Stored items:
§

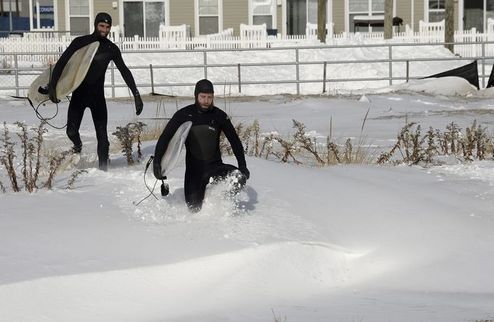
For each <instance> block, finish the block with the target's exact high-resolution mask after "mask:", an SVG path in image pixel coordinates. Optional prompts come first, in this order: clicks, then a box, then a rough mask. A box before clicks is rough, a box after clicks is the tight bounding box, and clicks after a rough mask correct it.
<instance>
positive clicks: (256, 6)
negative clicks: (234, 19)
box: [250, 0, 276, 29]
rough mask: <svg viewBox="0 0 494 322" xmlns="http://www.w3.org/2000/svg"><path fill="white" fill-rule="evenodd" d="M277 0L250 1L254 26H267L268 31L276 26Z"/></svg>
mask: <svg viewBox="0 0 494 322" xmlns="http://www.w3.org/2000/svg"><path fill="white" fill-rule="evenodd" d="M275 13H276V0H250V15H251V17H252V21H251V23H252V24H253V25H262V24H263V23H264V24H266V28H267V29H272V28H273V27H274V26H275V25H276V22H275V17H276V16H275Z"/></svg>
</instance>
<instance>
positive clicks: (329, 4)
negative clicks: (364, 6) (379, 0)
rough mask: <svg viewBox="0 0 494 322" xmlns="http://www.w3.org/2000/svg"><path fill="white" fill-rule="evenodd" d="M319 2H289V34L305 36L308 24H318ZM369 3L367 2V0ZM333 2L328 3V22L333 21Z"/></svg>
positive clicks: (327, 4) (330, 1)
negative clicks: (318, 8) (305, 31)
mask: <svg viewBox="0 0 494 322" xmlns="http://www.w3.org/2000/svg"><path fill="white" fill-rule="evenodd" d="M317 1H318V0H287V33H288V34H289V35H305V29H306V27H307V23H312V24H317ZM366 1H367V0H366ZM330 5H331V1H329V0H327V1H326V22H328V21H330V20H331V15H330V14H329V12H330Z"/></svg>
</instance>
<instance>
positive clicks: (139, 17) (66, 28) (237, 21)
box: [0, 0, 494, 37]
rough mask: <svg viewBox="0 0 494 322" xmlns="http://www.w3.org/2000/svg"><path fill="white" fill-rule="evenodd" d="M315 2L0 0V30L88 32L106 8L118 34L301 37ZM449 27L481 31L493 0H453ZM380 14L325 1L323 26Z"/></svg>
mask: <svg viewBox="0 0 494 322" xmlns="http://www.w3.org/2000/svg"><path fill="white" fill-rule="evenodd" d="M445 1H446V0H393V2H394V3H393V4H394V5H393V16H394V17H400V18H401V19H402V20H403V26H405V25H408V26H409V27H410V28H412V29H413V30H415V31H416V30H418V25H419V21H420V20H422V21H425V22H434V21H440V20H442V19H444V16H445ZM317 2H318V1H317V0H115V1H112V0H0V19H1V20H0V27H1V28H2V29H1V31H3V32H6V31H7V32H8V31H18V30H25V31H26V30H32V31H36V30H45V29H46V28H51V29H53V30H54V31H60V32H64V31H69V32H70V33H72V34H84V33H89V32H91V31H92V29H93V25H92V21H93V17H94V16H95V14H96V13H98V12H100V11H105V12H108V13H109V14H111V15H112V17H113V25H114V26H117V25H118V26H119V29H120V32H121V33H122V35H123V36H127V37H129V36H134V35H139V36H144V37H157V36H158V32H159V26H160V25H167V26H172V25H182V24H186V25H187V26H189V29H190V36H199V35H206V34H212V33H217V32H220V31H222V30H225V29H228V28H233V29H234V33H235V34H238V32H239V25H240V24H242V23H243V24H262V23H265V24H266V26H267V29H269V30H270V31H271V32H272V33H279V34H281V35H303V34H305V30H306V25H307V23H313V24H315V23H317ZM454 5H455V27H456V29H460V30H469V29H471V28H476V29H477V31H479V32H485V28H487V20H488V19H489V18H494V0H454ZM383 15H384V0H327V12H326V16H327V24H328V25H331V26H332V29H333V32H334V33H341V32H354V31H359V32H366V31H382V29H383V27H382V26H380V25H379V24H373V25H369V26H362V25H359V26H358V27H357V25H356V23H355V22H356V21H357V19H362V17H364V18H365V17H372V18H371V19H374V20H375V21H379V19H381V18H382V17H383Z"/></svg>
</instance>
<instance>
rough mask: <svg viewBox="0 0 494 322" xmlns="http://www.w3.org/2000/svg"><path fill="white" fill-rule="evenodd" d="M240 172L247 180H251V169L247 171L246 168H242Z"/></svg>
mask: <svg viewBox="0 0 494 322" xmlns="http://www.w3.org/2000/svg"><path fill="white" fill-rule="evenodd" d="M239 170H240V172H242V174H243V175H244V176H245V179H249V178H250V171H249V169H247V167H246V166H243V167H240V168H239Z"/></svg>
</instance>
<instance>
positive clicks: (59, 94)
mask: <svg viewBox="0 0 494 322" xmlns="http://www.w3.org/2000/svg"><path fill="white" fill-rule="evenodd" d="M98 47H99V42H98V41H95V42H93V43H90V44H89V45H87V46H84V47H82V48H80V49H78V50H76V51H75V52H74V54H73V55H72V57H70V59H69V61H68V62H67V65H65V67H64V69H63V71H62V74H61V75H60V78H59V79H58V82H57V88H56V91H57V98H58V99H62V98H64V97H65V96H67V95H69V94H70V93H72V92H73V91H74V90H76V89H77V87H79V85H81V83H82V81H83V80H84V78H85V77H86V74H87V72H88V70H89V67H90V66H91V62H92V61H93V58H94V55H95V54H96V52H97V51H98ZM52 68H53V67H52ZM50 76H51V71H50V68H48V69H47V70H45V71H44V72H43V73H42V74H41V75H39V76H38V77H36V79H35V80H34V81H33V82H32V83H31V86H30V87H29V91H28V94H27V97H28V98H29V99H30V100H31V102H32V103H33V105H35V106H36V105H39V104H40V103H42V102H44V101H46V100H48V99H49V96H48V93H47V92H46V90H44V89H46V87H47V85H48V83H49V82H50ZM40 89H41V91H40Z"/></svg>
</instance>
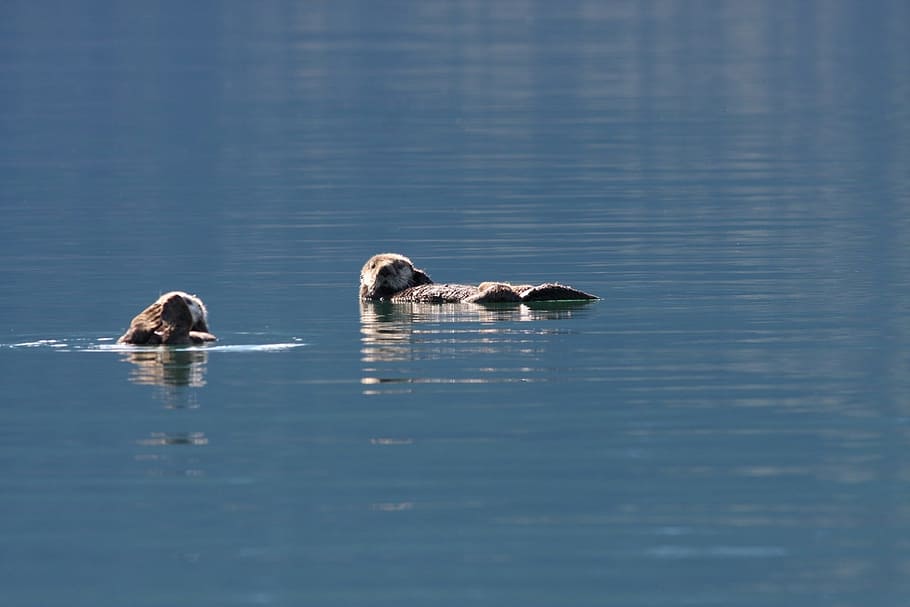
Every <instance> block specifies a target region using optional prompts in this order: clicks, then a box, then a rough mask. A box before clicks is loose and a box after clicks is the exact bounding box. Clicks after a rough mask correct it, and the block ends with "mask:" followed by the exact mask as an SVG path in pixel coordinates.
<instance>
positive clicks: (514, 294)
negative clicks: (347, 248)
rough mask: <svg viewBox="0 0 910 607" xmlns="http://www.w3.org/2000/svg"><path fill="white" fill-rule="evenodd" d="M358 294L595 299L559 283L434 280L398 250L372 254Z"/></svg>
mask: <svg viewBox="0 0 910 607" xmlns="http://www.w3.org/2000/svg"><path fill="white" fill-rule="evenodd" d="M360 298H361V299H363V300H388V301H393V302H426V303H499V302H527V301H569V300H580V299H597V296H595V295H591V294H590V293H585V292H584V291H579V290H578V289H575V288H573V287H569V286H566V285H561V284H559V283H543V284H540V285H511V284H509V283H505V282H482V283H480V284H479V285H477V286H474V285H461V284H437V283H434V282H433V281H432V280H431V279H430V276H429V275H428V274H427V273H426V272H424V271H423V270H419V269H417V268H415V267H414V264H413V263H412V262H411V260H410V259H408V258H407V257H405V256H404V255H399V254H397V253H381V254H379V255H374V256H373V257H371V258H370V259H369V260H367V262H366V263H365V264H364V266H363V269H362V270H361V272H360Z"/></svg>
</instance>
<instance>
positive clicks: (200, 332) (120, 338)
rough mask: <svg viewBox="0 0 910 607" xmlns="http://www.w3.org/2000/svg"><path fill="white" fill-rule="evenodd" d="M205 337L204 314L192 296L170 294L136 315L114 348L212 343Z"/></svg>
mask: <svg viewBox="0 0 910 607" xmlns="http://www.w3.org/2000/svg"><path fill="white" fill-rule="evenodd" d="M215 339H216V338H215V336H214V335H212V334H211V333H209V327H208V311H207V310H206V309H205V304H203V303H202V300H201V299H199V298H198V297H196V296H195V295H190V294H189V293H184V292H183V291H171V292H170V293H165V294H164V295H162V296H161V297H159V298H158V299H157V300H156V301H155V303H153V304H152V305H150V306H149V307H147V308H146V309H145V310H143V311H142V312H140V313H139V314H137V315H136V317H135V318H134V319H133V321H132V322H131V323H130V328H129V329H127V331H126V333H124V334H123V335H121V336H120V339H118V340H117V343H118V344H137V345H148V346H158V345H170V346H176V345H187V344H201V343H204V342H207V341H215Z"/></svg>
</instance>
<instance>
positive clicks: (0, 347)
mask: <svg viewBox="0 0 910 607" xmlns="http://www.w3.org/2000/svg"><path fill="white" fill-rule="evenodd" d="M305 345H307V344H306V343H305V342H303V341H291V342H277V343H262V344H217V345H202V346H135V345H131V344H117V343H113V339H112V338H96V339H87V338H86V339H79V338H71V339H64V340H59V339H36V340H33V341H23V342H17V343H12V344H0V348H12V349H16V348H53V349H55V350H59V351H62V352H155V351H158V350H160V349H162V348H164V349H170V350H174V351H180V352H282V351H285V350H292V349H294V348H300V347H303V346H305Z"/></svg>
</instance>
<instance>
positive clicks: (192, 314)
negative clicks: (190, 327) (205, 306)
mask: <svg viewBox="0 0 910 607" xmlns="http://www.w3.org/2000/svg"><path fill="white" fill-rule="evenodd" d="M169 295H179V296H180V297H181V298H183V301H184V302H185V303H186V307H188V308H189V309H190V314H192V315H193V330H194V331H208V330H209V329H208V320H209V312H208V310H206V309H205V304H204V303H202V300H201V299H199V298H198V297H197V296H195V295H191V294H189V293H186V292H184V291H171V292H170V293H168V294H167V295H162V297H167V296H169Z"/></svg>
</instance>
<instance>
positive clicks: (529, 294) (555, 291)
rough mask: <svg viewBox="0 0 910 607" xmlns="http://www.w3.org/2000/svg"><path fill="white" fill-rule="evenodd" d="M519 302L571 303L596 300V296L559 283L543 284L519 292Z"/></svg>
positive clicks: (595, 295) (522, 290) (530, 287)
mask: <svg viewBox="0 0 910 607" xmlns="http://www.w3.org/2000/svg"><path fill="white" fill-rule="evenodd" d="M520 297H521V301H571V300H581V299H597V296H596V295H591V294H590V293H585V292H584V291H579V290H578V289H575V288H573V287H569V286H566V285H561V284H559V283H555V282H552V283H545V284H542V285H537V286H534V287H528V288H526V289H523V290H522V291H521V292H520Z"/></svg>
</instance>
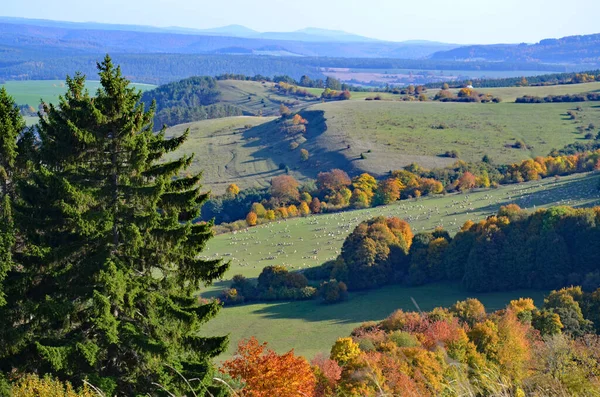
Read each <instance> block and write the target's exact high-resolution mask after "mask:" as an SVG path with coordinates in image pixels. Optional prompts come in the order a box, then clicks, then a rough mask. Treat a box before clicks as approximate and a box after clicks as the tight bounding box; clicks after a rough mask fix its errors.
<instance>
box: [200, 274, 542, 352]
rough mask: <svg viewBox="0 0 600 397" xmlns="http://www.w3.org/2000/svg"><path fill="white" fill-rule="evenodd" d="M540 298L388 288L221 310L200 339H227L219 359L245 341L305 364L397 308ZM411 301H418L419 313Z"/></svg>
mask: <svg viewBox="0 0 600 397" xmlns="http://www.w3.org/2000/svg"><path fill="white" fill-rule="evenodd" d="M543 296H544V293H543V292H541V291H532V290H520V291H511V292H494V293H482V294H474V293H468V292H465V291H463V290H461V288H460V286H459V285H457V284H448V283H440V284H429V285H425V286H422V287H411V288H408V287H403V286H399V285H390V286H386V287H383V288H380V289H376V290H371V291H362V292H357V293H351V294H350V298H349V299H348V301H346V302H341V303H338V304H335V305H323V304H320V303H318V302H317V301H302V302H274V303H257V304H249V305H241V306H233V307H226V308H224V309H222V310H221V311H220V312H219V315H217V317H215V318H214V319H213V320H211V321H209V322H208V323H206V325H204V327H203V329H202V332H203V334H204V335H225V334H229V337H230V342H229V348H228V350H227V352H225V353H223V354H222V355H221V356H220V357H219V358H218V360H226V359H228V358H230V357H231V356H232V355H233V353H234V351H235V348H236V347H237V343H238V342H239V341H240V340H241V339H243V338H249V337H250V336H255V337H256V338H257V339H258V340H259V341H261V342H262V341H266V342H269V347H270V348H271V349H273V350H275V351H277V352H279V353H283V352H286V351H289V350H291V349H292V348H293V349H294V352H295V353H297V354H300V355H303V356H305V357H307V358H309V359H310V358H312V357H314V356H315V355H317V354H318V353H324V354H325V355H327V356H328V355H329V351H330V349H331V346H332V345H333V343H334V342H335V341H336V339H337V338H340V337H344V336H348V335H349V334H350V332H352V330H353V329H354V328H356V327H357V326H359V325H360V324H361V323H363V322H366V321H378V320H383V319H384V318H385V317H387V316H389V315H390V314H391V313H392V312H393V311H395V310H396V309H403V310H408V311H416V310H418V309H420V310H423V311H428V310H431V309H433V308H435V307H448V306H451V305H453V304H454V303H456V302H457V301H459V300H464V299H467V298H477V299H479V300H480V301H481V302H482V303H483V304H484V305H485V307H486V309H487V310H489V311H494V310H498V309H502V308H504V307H505V306H506V305H507V304H508V302H510V301H511V300H512V299H518V298H520V297H529V298H533V299H534V301H535V302H536V304H537V305H541V304H542V303H543ZM412 299H414V300H415V302H417V305H418V309H417V308H416V307H415V305H414V304H413V302H412Z"/></svg>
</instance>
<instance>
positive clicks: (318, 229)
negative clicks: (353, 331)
mask: <svg viewBox="0 0 600 397" xmlns="http://www.w3.org/2000/svg"><path fill="white" fill-rule="evenodd" d="M599 182H600V174H586V175H574V176H569V177H564V178H561V179H560V180H558V181H555V180H554V179H553V178H549V179H546V180H542V181H535V182H529V183H523V184H519V185H510V186H503V187H500V188H498V189H494V190H482V191H476V192H471V193H469V194H468V195H463V194H461V195H448V196H440V197H431V198H423V199H420V200H418V201H414V200H411V201H400V202H397V203H396V204H393V205H389V206H384V207H378V208H372V209H367V210H360V211H352V212H345V213H338V214H328V215H317V216H310V217H306V218H295V219H290V220H287V221H282V222H275V223H270V224H267V225H262V226H257V227H254V228H251V229H247V230H244V231H241V232H237V233H230V234H223V235H219V236H217V237H215V238H214V239H213V240H212V241H211V242H210V243H209V246H208V249H207V251H205V253H206V254H207V255H208V257H211V258H212V257H224V258H225V259H227V260H231V263H232V267H231V269H230V271H229V272H228V274H227V275H226V280H223V281H220V282H217V283H216V284H215V285H213V286H211V287H208V288H206V289H205V290H204V291H203V294H202V295H203V296H204V297H211V296H217V295H218V294H219V293H220V291H221V290H222V289H223V288H226V287H227V286H228V285H229V284H230V283H231V281H230V279H231V277H232V276H233V275H235V274H243V275H244V276H246V277H250V278H253V277H257V276H258V274H259V273H260V271H261V269H262V268H263V267H265V266H270V265H284V266H286V267H288V268H289V269H290V270H298V269H303V268H307V267H312V266H316V265H319V264H321V263H322V262H324V261H325V260H327V259H331V258H334V257H335V256H336V255H337V254H338V253H339V252H340V248H341V245H342V243H343V241H344V239H345V237H346V236H347V235H348V234H349V233H350V232H351V231H352V230H353V228H354V227H355V226H356V225H357V224H358V223H359V222H361V221H363V220H365V219H368V218H371V217H373V216H379V215H382V216H398V217H401V218H403V219H406V220H407V221H408V222H409V223H410V224H411V226H412V228H413V230H414V231H415V232H419V231H423V230H431V229H433V228H434V227H435V226H438V225H443V226H444V227H445V228H446V229H447V230H450V231H451V232H452V233H455V232H456V231H457V229H458V228H459V227H460V226H462V224H463V223H464V222H465V221H466V220H468V219H473V220H478V219H482V218H484V217H486V216H488V215H490V214H492V213H495V212H497V210H498V208H499V207H500V206H501V205H505V204H508V203H517V204H519V205H520V206H521V207H523V208H527V209H530V210H533V209H535V208H540V207H548V206H552V205H557V204H565V205H571V206H592V205H600V192H599V190H598V183H599ZM523 296H527V297H532V298H534V299H535V300H536V302H538V303H540V304H541V303H542V296H543V293H542V292H540V291H512V292H506V293H490V294H473V293H467V292H465V291H463V290H462V289H461V288H460V287H459V286H458V285H453V284H435V285H427V286H423V287H415V288H406V287H402V286H388V287H385V288H382V289H378V290H373V291H368V292H361V293H353V294H351V296H350V299H349V300H348V301H347V302H345V303H342V304H339V305H333V306H327V305H321V304H319V303H318V302H317V301H305V302H275V303H259V304H250V305H243V306H236V307H227V308H224V309H223V310H222V311H221V313H220V314H219V315H218V316H217V318H216V319H214V320H212V321H210V322H209V323H208V324H207V325H206V326H205V328H204V332H205V333H206V334H207V335H210V334H213V335H218V334H227V333H230V336H231V345H230V348H229V351H228V352H227V353H226V354H224V355H223V356H222V357H221V359H226V358H227V357H228V356H229V355H230V354H231V353H232V352H233V350H234V349H235V345H236V343H237V342H238V341H239V340H240V339H241V338H247V337H250V336H252V335H254V336H256V337H257V338H259V339H260V340H266V341H268V342H269V343H270V345H271V346H272V347H273V348H274V349H276V350H277V351H280V352H283V351H287V350H289V349H291V348H292V347H293V348H294V349H295V350H296V351H297V352H298V353H300V354H303V355H306V356H309V357H311V356H314V355H315V354H316V353H318V352H323V351H324V352H326V351H328V349H329V348H330V347H331V345H332V343H333V342H334V341H335V339H336V338H338V337H340V336H344V335H348V334H349V332H350V331H351V330H352V329H353V328H355V327H356V326H357V325H359V324H360V323H361V322H364V321H370V320H381V319H383V318H384V317H386V316H387V315H389V314H390V313H391V312H392V311H393V310H395V309H397V308H403V309H408V310H414V309H415V307H414V305H413V303H412V300H411V298H414V299H415V301H416V302H417V304H418V305H419V307H420V309H421V310H430V309H432V308H434V307H437V306H449V305H451V304H453V303H454V302H456V301H457V300H461V299H465V298H467V297H476V298H478V299H480V300H481V301H482V302H483V303H484V304H485V305H486V307H487V308H488V309H490V310H495V309H499V308H501V307H503V306H504V305H506V304H507V303H508V301H509V300H511V299H515V298H518V297H523Z"/></svg>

§

Your goal ->
Copy the listing word for word, beginning at its first line and stopping after the line that contains "box: [250, 0, 276, 29]". Include both of those lines, and leave the pictures out of your copy.

Solved exercise ->
For each <instance> block, finish the block with the target's exact high-resolution mask after "mask:", an SVG path in image pixel coordinates. Optional prompts come first, in this order: clicks, then a box, then a rough mask. A box before clicks is rough, a box after clicks is the tight bounding box, and clicks after a rough mask correct it.
<instance>
positive clicks: (256, 6)
negative clicks: (234, 19)
box: [250, 0, 276, 29]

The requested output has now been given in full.